• INFORMATION GIVEN:

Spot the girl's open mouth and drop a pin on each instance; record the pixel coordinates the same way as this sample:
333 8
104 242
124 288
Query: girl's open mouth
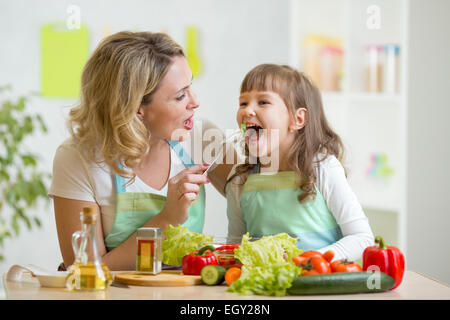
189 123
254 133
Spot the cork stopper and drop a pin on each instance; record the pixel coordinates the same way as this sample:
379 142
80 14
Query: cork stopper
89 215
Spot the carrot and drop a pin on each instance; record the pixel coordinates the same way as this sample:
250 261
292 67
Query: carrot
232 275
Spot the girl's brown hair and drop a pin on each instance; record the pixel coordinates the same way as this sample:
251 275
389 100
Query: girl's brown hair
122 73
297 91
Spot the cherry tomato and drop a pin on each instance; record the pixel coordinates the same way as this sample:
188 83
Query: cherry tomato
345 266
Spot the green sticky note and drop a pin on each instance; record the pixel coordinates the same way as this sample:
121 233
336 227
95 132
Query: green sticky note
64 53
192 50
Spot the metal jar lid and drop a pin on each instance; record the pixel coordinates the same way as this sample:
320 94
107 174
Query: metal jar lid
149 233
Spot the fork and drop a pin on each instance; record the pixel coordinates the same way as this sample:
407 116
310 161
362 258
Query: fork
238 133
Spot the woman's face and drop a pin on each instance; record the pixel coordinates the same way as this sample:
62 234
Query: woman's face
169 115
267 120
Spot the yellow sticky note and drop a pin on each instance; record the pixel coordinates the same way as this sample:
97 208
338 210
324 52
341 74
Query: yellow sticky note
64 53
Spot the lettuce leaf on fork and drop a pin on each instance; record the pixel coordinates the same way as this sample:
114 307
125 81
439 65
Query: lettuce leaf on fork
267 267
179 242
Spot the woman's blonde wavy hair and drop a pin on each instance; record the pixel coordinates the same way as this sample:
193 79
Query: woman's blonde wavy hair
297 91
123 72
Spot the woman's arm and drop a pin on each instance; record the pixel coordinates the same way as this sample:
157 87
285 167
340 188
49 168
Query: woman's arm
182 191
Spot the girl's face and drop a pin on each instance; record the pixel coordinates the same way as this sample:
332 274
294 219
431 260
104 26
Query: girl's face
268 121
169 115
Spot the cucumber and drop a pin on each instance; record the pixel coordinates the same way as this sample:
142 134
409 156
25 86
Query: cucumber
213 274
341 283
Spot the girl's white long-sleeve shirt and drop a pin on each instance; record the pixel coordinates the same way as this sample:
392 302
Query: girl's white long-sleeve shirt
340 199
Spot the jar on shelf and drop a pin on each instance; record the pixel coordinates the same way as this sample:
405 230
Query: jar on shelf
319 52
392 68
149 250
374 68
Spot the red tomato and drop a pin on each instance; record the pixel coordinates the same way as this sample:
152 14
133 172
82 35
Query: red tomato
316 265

• WHAT THE TASK REQUIRES:
Convert the lines above, from the one containing "Spot the yellow" through the final line, inclusive, into a JSON list of strings with one string per line. Leave out any blank lines.

• WRITTEN SOLUTION:
[
  "Spot the yellow sticky note and drop a pin on each instance; record the pixel coordinates the same way as this sample:",
  "97 208",
  "338 210",
  "324 52",
  "341 74",
  "Query: yellow sticky note",
  "64 53",
  "Spot the lettuce leaf on fork and drop a pin on each instance; record the pixel coordinates the same way as this sample:",
  "114 307",
  "125 81",
  "439 65",
  "Query: lettuce leaf on fork",
  "267 267",
  "179 242",
  "Spot the woman's blonde wavy hair and drop a pin on each instance; record the pixel coordinates the same way as this sample:",
  "193 79",
  "Query: woman's blonde wavy hair",
  "297 91",
  "123 72",
  "Spot the woman's arm and drop a pin on each instance; record the pixel coordinates the same way as this sample:",
  "157 87",
  "285 167",
  "340 188",
  "49 168",
  "Query: woman's arm",
  "182 191",
  "Spot the girl's face and drop a pin on each instance; record the pixel coordinates the same way as this sample:",
  "332 274",
  "294 219",
  "431 260",
  "104 26",
  "Query: girl's face",
  "268 121",
  "169 115",
  "Spot the cucumber and drop a pin on each instance; record the pixel coordinates the same way as this sample:",
  "142 134",
  "409 156",
  "25 86",
  "Query: cucumber",
  "213 274",
  "341 283",
  "Spot the girl's white long-sleeve shirt and drop a pin on each instance; record the pixel coordinates the same way as this sample:",
  "392 302",
  "Query: girl's white long-sleeve shirt",
  "340 199",
  "Spot the jar on shelf and drop a pin on each instance; record the pixel coordinates the same way as this sample:",
  "405 230",
  "Query: jar on shelf",
  "319 52",
  "392 68",
  "149 250",
  "374 68",
  "Spot the red tomato and drop a pin on each instance; record the pixel coordinates the same way as this sample:",
  "152 14",
  "133 172",
  "82 35",
  "Query: red tomato",
  "316 265"
]